Work to be completed> Reproduce every line of the material below without changing a single character.

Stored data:
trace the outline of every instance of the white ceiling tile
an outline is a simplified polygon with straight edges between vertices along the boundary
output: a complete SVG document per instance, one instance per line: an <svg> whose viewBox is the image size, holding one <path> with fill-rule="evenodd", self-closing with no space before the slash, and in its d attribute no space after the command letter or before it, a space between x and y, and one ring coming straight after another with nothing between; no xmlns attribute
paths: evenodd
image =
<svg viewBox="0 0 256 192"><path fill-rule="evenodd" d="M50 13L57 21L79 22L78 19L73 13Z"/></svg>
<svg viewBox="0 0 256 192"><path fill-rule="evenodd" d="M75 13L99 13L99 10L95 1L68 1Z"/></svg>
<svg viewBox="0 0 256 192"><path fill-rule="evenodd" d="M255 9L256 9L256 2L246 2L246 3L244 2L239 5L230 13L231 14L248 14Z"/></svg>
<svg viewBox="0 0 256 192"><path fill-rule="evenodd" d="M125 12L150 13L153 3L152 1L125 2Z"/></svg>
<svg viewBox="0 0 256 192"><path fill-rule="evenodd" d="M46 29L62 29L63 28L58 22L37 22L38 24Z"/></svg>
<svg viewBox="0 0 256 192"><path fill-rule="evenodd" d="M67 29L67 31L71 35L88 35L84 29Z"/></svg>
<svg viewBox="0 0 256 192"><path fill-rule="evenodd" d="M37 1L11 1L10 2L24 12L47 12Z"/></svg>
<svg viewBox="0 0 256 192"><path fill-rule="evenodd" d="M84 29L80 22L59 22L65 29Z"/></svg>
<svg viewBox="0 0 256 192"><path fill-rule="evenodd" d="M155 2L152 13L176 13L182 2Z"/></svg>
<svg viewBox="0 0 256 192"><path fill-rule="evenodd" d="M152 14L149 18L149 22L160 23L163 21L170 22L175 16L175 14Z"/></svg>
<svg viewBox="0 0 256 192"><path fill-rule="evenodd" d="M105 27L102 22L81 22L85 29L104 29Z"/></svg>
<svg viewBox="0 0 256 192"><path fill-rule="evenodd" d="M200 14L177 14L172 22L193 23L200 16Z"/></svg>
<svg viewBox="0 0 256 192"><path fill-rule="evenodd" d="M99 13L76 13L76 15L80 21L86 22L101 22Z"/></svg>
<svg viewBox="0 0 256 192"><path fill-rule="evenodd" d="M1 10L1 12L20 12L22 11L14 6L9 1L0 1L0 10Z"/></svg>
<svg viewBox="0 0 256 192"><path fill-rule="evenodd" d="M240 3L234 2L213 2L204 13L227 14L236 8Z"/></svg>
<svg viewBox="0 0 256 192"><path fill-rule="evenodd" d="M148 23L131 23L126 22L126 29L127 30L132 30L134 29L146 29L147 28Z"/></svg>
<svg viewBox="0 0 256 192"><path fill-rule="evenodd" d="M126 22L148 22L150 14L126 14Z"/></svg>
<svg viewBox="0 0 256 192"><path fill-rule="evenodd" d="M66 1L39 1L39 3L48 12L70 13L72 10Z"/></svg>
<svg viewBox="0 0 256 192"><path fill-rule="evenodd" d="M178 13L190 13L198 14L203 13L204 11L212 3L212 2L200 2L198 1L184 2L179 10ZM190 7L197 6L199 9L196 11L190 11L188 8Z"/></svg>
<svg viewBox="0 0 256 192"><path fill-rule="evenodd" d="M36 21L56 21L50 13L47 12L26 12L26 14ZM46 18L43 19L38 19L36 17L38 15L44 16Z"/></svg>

Solved exercise>
trace the outline of every instance of the white ceiling tile
an outline is a simplified polygon with straight edges between vertices along the boundary
output: a complete SVG document per instance, one instance per line: an <svg> whose viewBox is the image size, holding one <path> with fill-rule="evenodd", self-closing with no space before the slash, and in its d attribute no space after the command letter or before it, a space between x and y, and one ring coming straight after another with nothing between; no xmlns attribute
paths: evenodd
image =
<svg viewBox="0 0 256 192"><path fill-rule="evenodd" d="M50 13L57 21L79 22L78 19L73 13Z"/></svg>
<svg viewBox="0 0 256 192"><path fill-rule="evenodd" d="M75 13L99 13L99 10L95 1L68 1Z"/></svg>
<svg viewBox="0 0 256 192"><path fill-rule="evenodd" d="M255 9L256 9L256 2L246 2L246 3L244 2L239 5L230 13L231 14L248 14Z"/></svg>
<svg viewBox="0 0 256 192"><path fill-rule="evenodd" d="M125 12L150 13L153 3L152 1L125 2Z"/></svg>
<svg viewBox="0 0 256 192"><path fill-rule="evenodd" d="M46 29L62 29L63 28L58 22L37 22L38 24Z"/></svg>
<svg viewBox="0 0 256 192"><path fill-rule="evenodd" d="M67 29L67 31L71 35L88 35L84 29Z"/></svg>
<svg viewBox="0 0 256 192"><path fill-rule="evenodd" d="M37 1L11 1L10 2L24 12L47 12Z"/></svg>
<svg viewBox="0 0 256 192"><path fill-rule="evenodd" d="M84 29L80 22L59 22L65 29Z"/></svg>
<svg viewBox="0 0 256 192"><path fill-rule="evenodd" d="M155 2L152 13L176 13L182 2Z"/></svg>
<svg viewBox="0 0 256 192"><path fill-rule="evenodd" d="M152 14L149 18L149 22L160 23L163 21L170 22L175 16L175 14Z"/></svg>
<svg viewBox="0 0 256 192"><path fill-rule="evenodd" d="M105 27L102 22L81 22L85 29L104 29Z"/></svg>
<svg viewBox="0 0 256 192"><path fill-rule="evenodd" d="M200 14L177 14L172 22L193 23L200 16Z"/></svg>
<svg viewBox="0 0 256 192"><path fill-rule="evenodd" d="M99 13L76 13L76 15L80 21L86 22L101 22Z"/></svg>
<svg viewBox="0 0 256 192"><path fill-rule="evenodd" d="M1 10L1 12L20 12L22 11L14 6L9 1L0 1L0 10Z"/></svg>
<svg viewBox="0 0 256 192"><path fill-rule="evenodd" d="M240 3L234 2L213 2L204 13L227 14L236 8Z"/></svg>
<svg viewBox="0 0 256 192"><path fill-rule="evenodd" d="M148 23L131 23L126 22L126 29L127 30L132 30L134 29L146 29L147 28Z"/></svg>
<svg viewBox="0 0 256 192"><path fill-rule="evenodd" d="M126 22L148 22L150 14L126 14Z"/></svg>
<svg viewBox="0 0 256 192"><path fill-rule="evenodd" d="M66 1L39 1L39 3L48 12L70 13L72 10Z"/></svg>
<svg viewBox="0 0 256 192"><path fill-rule="evenodd" d="M178 13L190 13L198 14L203 13L204 11L212 3L212 2L200 2L198 1L184 2L179 10ZM190 7L197 6L199 9L196 11L190 11L188 8Z"/></svg>
<svg viewBox="0 0 256 192"><path fill-rule="evenodd" d="M36 21L56 21L50 13L47 12L26 12L26 14ZM46 18L43 19L38 19L36 17L38 15L44 16Z"/></svg>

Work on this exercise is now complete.